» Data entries
^^^^^^^^

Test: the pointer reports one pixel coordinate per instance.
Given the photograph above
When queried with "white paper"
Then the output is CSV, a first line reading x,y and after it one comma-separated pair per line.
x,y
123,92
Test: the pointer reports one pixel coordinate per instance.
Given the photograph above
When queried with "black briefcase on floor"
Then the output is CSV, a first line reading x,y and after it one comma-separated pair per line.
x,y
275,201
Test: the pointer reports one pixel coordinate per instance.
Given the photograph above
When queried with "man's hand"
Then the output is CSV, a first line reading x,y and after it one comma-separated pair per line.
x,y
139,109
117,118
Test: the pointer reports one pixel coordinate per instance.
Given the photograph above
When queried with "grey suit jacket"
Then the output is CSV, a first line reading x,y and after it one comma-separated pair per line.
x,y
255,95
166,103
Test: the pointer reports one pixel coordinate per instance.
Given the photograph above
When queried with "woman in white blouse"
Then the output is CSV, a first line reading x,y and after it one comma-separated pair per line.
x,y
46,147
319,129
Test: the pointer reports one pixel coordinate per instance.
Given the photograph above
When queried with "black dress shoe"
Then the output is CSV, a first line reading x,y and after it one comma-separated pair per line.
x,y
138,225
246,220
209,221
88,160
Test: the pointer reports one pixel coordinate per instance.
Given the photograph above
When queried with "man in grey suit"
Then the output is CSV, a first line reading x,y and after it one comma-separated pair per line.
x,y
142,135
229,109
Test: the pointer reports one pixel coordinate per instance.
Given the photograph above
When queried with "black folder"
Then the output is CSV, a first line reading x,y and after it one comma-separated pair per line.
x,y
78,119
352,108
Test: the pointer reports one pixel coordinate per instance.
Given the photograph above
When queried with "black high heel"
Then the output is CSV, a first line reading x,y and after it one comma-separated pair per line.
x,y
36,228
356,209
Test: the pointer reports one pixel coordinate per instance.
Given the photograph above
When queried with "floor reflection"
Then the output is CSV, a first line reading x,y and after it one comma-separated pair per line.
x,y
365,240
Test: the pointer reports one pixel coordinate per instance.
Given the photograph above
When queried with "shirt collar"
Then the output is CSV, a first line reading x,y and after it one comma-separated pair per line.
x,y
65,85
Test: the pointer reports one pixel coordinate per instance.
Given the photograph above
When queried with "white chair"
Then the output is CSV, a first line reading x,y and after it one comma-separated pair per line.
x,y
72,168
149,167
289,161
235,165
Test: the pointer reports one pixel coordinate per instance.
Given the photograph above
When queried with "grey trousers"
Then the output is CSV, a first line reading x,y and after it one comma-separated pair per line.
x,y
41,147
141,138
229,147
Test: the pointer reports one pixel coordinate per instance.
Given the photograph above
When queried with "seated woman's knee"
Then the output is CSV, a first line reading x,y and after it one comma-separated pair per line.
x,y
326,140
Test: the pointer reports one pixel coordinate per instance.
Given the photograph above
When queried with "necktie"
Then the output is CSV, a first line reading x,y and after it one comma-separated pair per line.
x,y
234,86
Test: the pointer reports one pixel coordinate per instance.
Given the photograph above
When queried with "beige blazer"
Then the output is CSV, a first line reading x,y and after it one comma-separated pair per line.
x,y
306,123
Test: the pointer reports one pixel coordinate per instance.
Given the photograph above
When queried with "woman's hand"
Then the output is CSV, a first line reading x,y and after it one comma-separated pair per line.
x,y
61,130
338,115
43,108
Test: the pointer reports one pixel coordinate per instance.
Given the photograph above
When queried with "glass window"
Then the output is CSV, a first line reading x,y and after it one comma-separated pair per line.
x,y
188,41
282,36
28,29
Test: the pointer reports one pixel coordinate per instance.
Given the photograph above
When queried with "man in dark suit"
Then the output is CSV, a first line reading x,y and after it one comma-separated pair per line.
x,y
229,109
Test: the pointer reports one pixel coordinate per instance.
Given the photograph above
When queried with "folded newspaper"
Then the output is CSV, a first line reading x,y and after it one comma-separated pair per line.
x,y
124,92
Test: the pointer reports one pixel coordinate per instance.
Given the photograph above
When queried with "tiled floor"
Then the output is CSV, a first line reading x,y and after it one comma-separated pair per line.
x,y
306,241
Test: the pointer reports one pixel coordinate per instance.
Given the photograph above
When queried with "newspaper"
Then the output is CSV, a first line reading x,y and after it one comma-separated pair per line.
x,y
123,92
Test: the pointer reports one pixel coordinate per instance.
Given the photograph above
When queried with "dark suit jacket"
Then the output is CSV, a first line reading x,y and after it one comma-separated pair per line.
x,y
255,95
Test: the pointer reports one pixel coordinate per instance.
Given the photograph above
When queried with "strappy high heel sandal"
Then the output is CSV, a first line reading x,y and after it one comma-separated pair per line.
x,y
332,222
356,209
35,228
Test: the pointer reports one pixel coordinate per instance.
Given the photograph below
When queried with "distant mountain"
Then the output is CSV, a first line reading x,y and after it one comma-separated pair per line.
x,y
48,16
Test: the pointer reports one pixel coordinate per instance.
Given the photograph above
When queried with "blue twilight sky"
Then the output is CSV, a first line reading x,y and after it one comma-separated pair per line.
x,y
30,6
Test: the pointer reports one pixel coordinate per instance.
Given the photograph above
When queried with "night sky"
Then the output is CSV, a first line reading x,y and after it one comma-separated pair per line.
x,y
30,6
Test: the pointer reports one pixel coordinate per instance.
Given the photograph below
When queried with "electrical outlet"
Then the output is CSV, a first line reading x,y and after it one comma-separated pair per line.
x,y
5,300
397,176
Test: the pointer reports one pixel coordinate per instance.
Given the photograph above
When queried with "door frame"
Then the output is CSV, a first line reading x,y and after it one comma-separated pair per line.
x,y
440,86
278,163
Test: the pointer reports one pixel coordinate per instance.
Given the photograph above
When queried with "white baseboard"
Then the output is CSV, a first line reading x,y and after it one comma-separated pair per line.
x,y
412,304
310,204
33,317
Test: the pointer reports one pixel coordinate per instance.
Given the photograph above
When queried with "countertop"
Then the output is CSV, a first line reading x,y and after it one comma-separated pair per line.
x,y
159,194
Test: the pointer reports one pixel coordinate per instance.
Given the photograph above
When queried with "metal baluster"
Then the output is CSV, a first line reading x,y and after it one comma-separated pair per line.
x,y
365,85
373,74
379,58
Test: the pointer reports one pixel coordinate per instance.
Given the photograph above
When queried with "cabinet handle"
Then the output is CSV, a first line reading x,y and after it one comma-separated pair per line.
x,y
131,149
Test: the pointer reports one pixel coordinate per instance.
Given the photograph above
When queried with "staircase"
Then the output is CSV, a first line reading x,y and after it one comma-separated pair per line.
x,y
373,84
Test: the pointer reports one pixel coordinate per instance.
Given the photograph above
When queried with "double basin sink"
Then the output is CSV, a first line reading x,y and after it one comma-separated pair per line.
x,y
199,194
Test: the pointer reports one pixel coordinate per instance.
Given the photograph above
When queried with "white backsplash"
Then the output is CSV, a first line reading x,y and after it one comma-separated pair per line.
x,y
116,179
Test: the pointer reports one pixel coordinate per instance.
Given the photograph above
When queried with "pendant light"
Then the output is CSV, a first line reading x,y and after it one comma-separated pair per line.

^^^^^^^^

» DIRECTIVE
Write the entire listing out again, word for word.

» RESPONSE
Test: the pointer reports one pixel coordinate per instance.
Given the photograph above
When queried with "white paper"
Then the output is CSV, a first line reading x,y and after it one comma-separated pair per line.
x,y
123,92
Test: the pointer reports one pixel coordinate per instance.
Given the photograph above
When queried with "black briefcase on floor"
Then the output is CSV, a first line reading x,y and after it one comma-separated pair per line.
x,y
275,201
Test: the pointer reports one pixel coordinate per instance.
Given the photograph above
When queried with "man's hand"
Then the output is CSV, a first line reading x,y and after it one comma-separated pair per line.
x,y
139,109
117,118
Test: the pointer reports one pixel coordinate per instance.
Given the photograph above
When queried with "grey suit jacket"
Then the output is CSV, a first line reading x,y and after it one comma-separated pair per line.
x,y
255,95
166,103
Test: the pointer reports one pixel coordinate per instance.
Given the photograph above
When queried with "woman in white blouse"
Then the output is CSV, a first line reading x,y and after it one comma-separated pair per line.
x,y
46,147
319,129
Test: the pointer reports one pixel coordinate per instance.
Given the photograph above
When queried with "black dress shoe"
Then the output is CSV, a first line reading x,y and after it one comma-separated pair per line.
x,y
138,225
246,220
209,221
88,160
Test: the pointer reports one pixel coordinate per instance.
Given the photograph above
When queried with "man in grey suit"
Then the output is CSV, a first line reading x,y and after it one comma-separated pair per line.
x,y
142,135
229,109
Test: the pointer reports one pixel coordinate per instance.
Given the photograph above
When queried with "black folder"
Then the output is CSV, a first line reading x,y and after it one comma-separated pair per line.
x,y
78,119
352,108
Test: the pointer reports one pixel coordinate per instance.
Given the photograph above
When queried with "black high heel"
Then the output is CSV, a first line reading x,y and after it one comma-separated pair per line.
x,y
36,228
356,209
Test: the pointer reports one pixel coordinate per instance.
Given the photograph above
When queried with "floor reflection"
Then the output is CSV, a first line reading x,y and after it one comma-separated pair per line.
x,y
365,240
Test: the pointer reports one pixel coordinate per instance.
Given the photograph above
When queried with "shirt collar"
Then the output is CSV, a first line reading x,y and after it one comma-separated pair per line.
x,y
65,85
Test: the pointer reports one pixel coordinate per instance.
Given the photograph above
When queried with "white chair"
Then the output is CSV, a first line reading x,y and after it one comma-separated pair per line.
x,y
72,168
149,167
289,161
235,165
Test: the pointer reports one pixel coordinate per instance.
Given the photograph above
When queried with "grey trousers"
Then the output is CSV, a first line reading x,y and after it one comma-separated pair per line.
x,y
41,147
141,138
229,147
Test: the pointer reports one pixel coordinate per instance.
Given the photograph above
When queried with "seated woman's knee"
Then the output is CSV, a first line reading x,y and after it one comma-separated pair per line.
x,y
326,140
Test: the pointer reports one pixel coordinate per instance.
Given the photograph above
When queried with "necktie"
Then the output is CSV, a first line reading x,y and after it one comma-separated pair per line.
x,y
234,86
Test: the pointer reports one pixel coordinate per instance.
Given the photograph above
When queried with "beige blazer"
Then the output is CSV, a first line reading x,y and after it one comma-separated pair per line.
x,y
306,123
Test: the pointer reports one pixel coordinate per instance.
Given the photograph above
When queried with "woman's hand"
Then the output is CSV, a first line reading x,y and after it one comma-separated pair per line.
x,y
61,130
338,115
43,108
Test: the pointer reports one pixel coordinate per instance.
Given the photograph above
When queried with "glass window"
Then the output is CSV, a first line reading x,y and after it one comma-separated pair per line.
x,y
188,41
282,36
28,29
Test: the pointer reports one pixel coordinate per instance.
Given the photograph above
When queried with "man in dark suit"
Then the output is CSV, a first line reading x,y and after it one comma-separated pair per line.
x,y
229,109
Test: the pointer reports one pixel coordinate per instance.
Given the photograph above
When queried with "folded newspaper"
Then the output is CSV, a first line reading x,y and after it one comma-separated pair per line.
x,y
124,92
Test: the pointer reports one pixel coordinate per instance.
Given the photograph above
When queried with "tiled floor"
Then the output is CSV, a first line reading x,y and after it one comma-separated pair per line.
x,y
306,241
Test: the pointer reports one pixel coordinate per instance.
Given the photograph above
When queried with "newspaper"
Then the output is CSV, a first line reading x,y and after it one comma-separated pair per line.
x,y
123,92
Test: the pointer reports one pixel coordinate per instance.
Given the photograph above
When queried with "dark suit jacket"
Then the output is CSV, a first line reading x,y and after it one comma-separated pair per line.
x,y
255,95
Test: the pointer reports one pixel coordinate per instance.
Given the photograph above
When queried with "strappy high heel sandal"
Then the output is CSV, a first line reading x,y and after it one comma-separated pair per line.
x,y
332,222
356,209
35,228
Test: the pointer reports one pixel coordinate per instance.
Given the photograph below
When queried with "distant mountain"
Then the output is CSV, a first line reading x,y and after it one comma-separated pair per line.
x,y
48,16
Test: the pointer reports one pixel coordinate per instance.
Given the photograph above
When queried with "blue twilight sky"
Then the output is CSV, a first line reading x,y and after it one comma-separated pair per line.
x,y
30,6
Test: the pointer reports one pixel coordinate per instance.
Given the photograph above
When queried with "night sky"
Then the output is CSV, a first line reading x,y and after it one comma-separated pair per line.
x,y
30,6
Test: the pointer reports one pixel coordinate per instance.
Given the photograph below
When queried with "electrical outlet"
Then the output is CSV, a first line reading x,y and after it one comma-separated pair per line.
x,y
5,300
397,176
Test: the pointer reports one pixel coordinate per instance.
Given the photograph above
When queried with "door frame"
Then the output is CSV, a first line reading x,y and after it one comma-separated pair per line.
x,y
440,86
278,163
Test: the pointer reports one pixel coordinate per instance.
Given the photograph above
When queried with "white baseboard"
Then the output is CSV, a first line reading x,y and after it one comma-separated pair per line.
x,y
412,304
310,204
33,317
Test: the pointer reports one pixel coordinate per instance.
Given the photograph above
When queried with "countertop"
Then the output is CSV, a first line reading x,y and after it one comma-separated pair per line.
x,y
159,194
Test: the pointer reports one pixel coordinate per instance.
Given the photograph above
When queried with "metal baluster"
Then the output is CSV, a first line reading x,y and after it one comma-separated pair per line.
x,y
365,85
373,74
379,58
Test: the pointer reports one pixel coordinate per instance.
Given the photograph above
When queried with "cabinet handle"
Then the output is CSV, a first line reading x,y and after it one comma-separated pair per line.
x,y
131,149
Test: the pointer reports one pixel coordinate per instance.
Given the photograph above
When queried with "staircase"
Then the output is CSV, a first line reading x,y and after it one comma-separated pair per line.
x,y
373,84
Test: the pointer reports one pixel coordinate per instance.
Given the photograph above
When queried with "double basin sink"
Then the output is CSV, a first line reading x,y and after it one comma-separated pair per line.
x,y
199,194
Test: the pointer reports one pixel coordinate per instance.
Given the photograph above
When queried with "white backsplash"
Then the output is CSV, a first line reading x,y and after it one comma-separated pair per line.
x,y
116,179
Test: the pointer reports one pixel coordinate per instance.
Given the photograph above
When queried with "pendant light"
Then the output is CSV, a first line reading x,y and after it one comma-separated pair per line.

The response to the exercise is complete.